* [What is expected]: The records should be written out in full, with nothing altered.

▽

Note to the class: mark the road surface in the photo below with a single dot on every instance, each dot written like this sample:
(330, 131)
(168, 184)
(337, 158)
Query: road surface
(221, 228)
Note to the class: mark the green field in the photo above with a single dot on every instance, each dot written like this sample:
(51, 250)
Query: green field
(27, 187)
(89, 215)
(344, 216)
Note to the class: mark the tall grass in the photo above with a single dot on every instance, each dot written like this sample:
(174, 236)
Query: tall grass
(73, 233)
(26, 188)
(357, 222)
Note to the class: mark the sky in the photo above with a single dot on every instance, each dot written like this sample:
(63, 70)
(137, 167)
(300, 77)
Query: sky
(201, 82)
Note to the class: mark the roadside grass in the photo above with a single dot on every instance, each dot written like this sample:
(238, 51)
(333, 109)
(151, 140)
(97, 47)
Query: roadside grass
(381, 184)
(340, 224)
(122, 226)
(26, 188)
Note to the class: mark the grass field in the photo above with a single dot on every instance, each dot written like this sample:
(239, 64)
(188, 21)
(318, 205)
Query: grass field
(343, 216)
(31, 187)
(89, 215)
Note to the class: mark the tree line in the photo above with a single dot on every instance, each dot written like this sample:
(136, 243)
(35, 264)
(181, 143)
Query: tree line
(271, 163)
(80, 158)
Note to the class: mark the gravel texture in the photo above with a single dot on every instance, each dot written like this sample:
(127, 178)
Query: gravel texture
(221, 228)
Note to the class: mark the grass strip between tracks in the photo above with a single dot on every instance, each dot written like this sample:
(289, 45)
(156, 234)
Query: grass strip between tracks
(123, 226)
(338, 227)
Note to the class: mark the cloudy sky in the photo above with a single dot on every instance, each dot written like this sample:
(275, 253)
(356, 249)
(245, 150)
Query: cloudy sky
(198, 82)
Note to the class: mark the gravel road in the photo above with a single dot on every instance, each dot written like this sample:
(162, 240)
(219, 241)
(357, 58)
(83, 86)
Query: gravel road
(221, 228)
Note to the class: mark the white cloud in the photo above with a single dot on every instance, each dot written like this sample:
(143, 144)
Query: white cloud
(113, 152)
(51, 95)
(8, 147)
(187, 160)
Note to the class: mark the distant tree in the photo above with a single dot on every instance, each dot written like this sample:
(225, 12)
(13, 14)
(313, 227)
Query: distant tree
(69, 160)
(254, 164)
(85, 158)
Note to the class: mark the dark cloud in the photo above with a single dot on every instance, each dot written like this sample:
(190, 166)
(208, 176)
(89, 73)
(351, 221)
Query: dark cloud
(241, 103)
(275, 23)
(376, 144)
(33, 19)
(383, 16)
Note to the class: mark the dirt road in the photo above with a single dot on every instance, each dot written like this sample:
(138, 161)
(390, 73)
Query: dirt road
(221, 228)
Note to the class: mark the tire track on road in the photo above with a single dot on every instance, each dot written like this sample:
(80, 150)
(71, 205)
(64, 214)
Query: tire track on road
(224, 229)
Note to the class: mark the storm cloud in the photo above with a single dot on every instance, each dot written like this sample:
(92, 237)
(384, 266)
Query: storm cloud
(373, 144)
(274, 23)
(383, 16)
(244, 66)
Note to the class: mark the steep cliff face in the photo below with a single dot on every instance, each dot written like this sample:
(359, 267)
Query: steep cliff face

△

* [Written answer]:
Note to the class: mark the road surface in the photo below with a single dot on every instance, each dot written like this sample:
(330, 131)
(168, 184)
(337, 158)
Query: road surface
(221, 228)
Note to the class: mark the green field in the photo above with a single dot on every instance, each dot written like this sample:
(51, 250)
Query: green field
(27, 187)
(89, 215)
(344, 216)
Note to the class: mark the tall grass in the photo above with a single dot on every instance, each dot written like this sample:
(174, 236)
Query: tall grass
(73, 233)
(26, 188)
(357, 222)
Note to the class: mark the sky in the photo above with a single dot on every instance, each dot written like this sample:
(63, 70)
(137, 167)
(300, 77)
Query: sky
(201, 82)
Note to the class: mark the roadside grass in the photo above with a single dot on every instance, each dot written like this sample:
(238, 51)
(333, 109)
(151, 140)
(97, 47)
Query: roadside grass
(381, 184)
(340, 224)
(122, 226)
(26, 188)
Note to the class: mark the grass field in the photo above with a single dot on every instance, each dot written like this sample:
(239, 64)
(188, 21)
(318, 205)
Query: grass field
(343, 216)
(31, 187)
(89, 215)
Note to the class: mark the tree line in the photo above with a single dot on every instance, each dot written like this sample:
(136, 243)
(35, 264)
(181, 143)
Query: tree line
(271, 163)
(80, 158)
Note to the class: mark the gravel texture in the photo above with a single dot on every instance, each dot written like this sample:
(127, 178)
Query: gravel texture
(221, 228)
Note to the class: mark the grass strip between tracks in the photo above with a single dot on every instance, each dot written like this sample:
(289, 45)
(156, 234)
Query: grass strip between tracks
(123, 226)
(338, 227)
Note to the class: mark the cloudy sky in the photo above with a single dot on every instance, each dot written like this sample:
(275, 253)
(356, 249)
(245, 150)
Query: cloudy sky
(198, 82)
Note to the class: mark the gravel road in the photo above with a single dot on every instance, each dot written like this sample:
(162, 240)
(219, 241)
(357, 58)
(83, 86)
Query: gravel road
(221, 228)
Note to the class: mark the white cloud in the photo above with a single dot on every instance, each dot written like this sample:
(143, 144)
Query: white cloud
(113, 152)
(51, 95)
(8, 147)
(187, 160)
Note to the class: mark the distant tree in the photo above with a single dot on every instance, each dot written like this sample:
(225, 12)
(13, 14)
(313, 227)
Query: distant tree
(69, 160)
(254, 164)
(85, 158)
Note to the class: mark the dark cloud in the photo above with a single dot on every instance, each dot written like this sample:
(190, 166)
(208, 176)
(89, 73)
(351, 221)
Query: dark cloud
(241, 103)
(275, 23)
(376, 144)
(33, 19)
(383, 16)
Note to the class: mark the dirt road in the photo above with a single dot on every instance, each dot written like this sample:
(138, 161)
(390, 73)
Query: dirt road
(221, 228)
Note to the class: mark the tire track on road in the photo above with a single dot on every instance, each dot written like this sample:
(80, 150)
(71, 205)
(64, 214)
Query: tire track on road
(224, 229)
Note to the class: mark the storm cloud in the photo above with a single dot on every instance, each dot written like this sample:
(92, 237)
(384, 266)
Query: storm cloud
(373, 144)
(274, 23)
(383, 16)
(244, 66)
Note to the class: mark the steep cliff face in the photo below with a single dot on every instance, each dot written like this sample:
(359, 267)
Query: steep cliff face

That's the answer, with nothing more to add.